Segment Start: EXERCISE DATA

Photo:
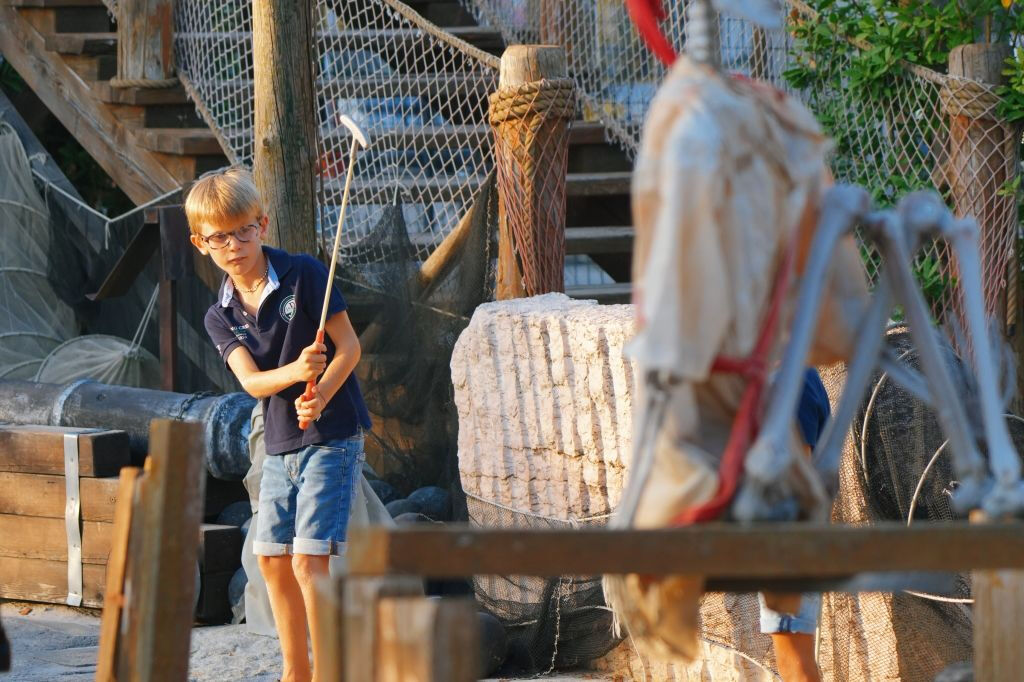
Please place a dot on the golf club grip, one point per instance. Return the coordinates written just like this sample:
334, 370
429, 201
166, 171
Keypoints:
310, 385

Segment End: EXERCISE DATA

WHAT YOU HAVE TO DO:
Would you return the records exactly as written, minus any image?

OUTPUT BELOW:
Photo:
Please place a dot on the golf club grip, one point per instance. Return the coordinates written just like this sample:
334, 370
429, 201
166, 171
Keypoints:
310, 385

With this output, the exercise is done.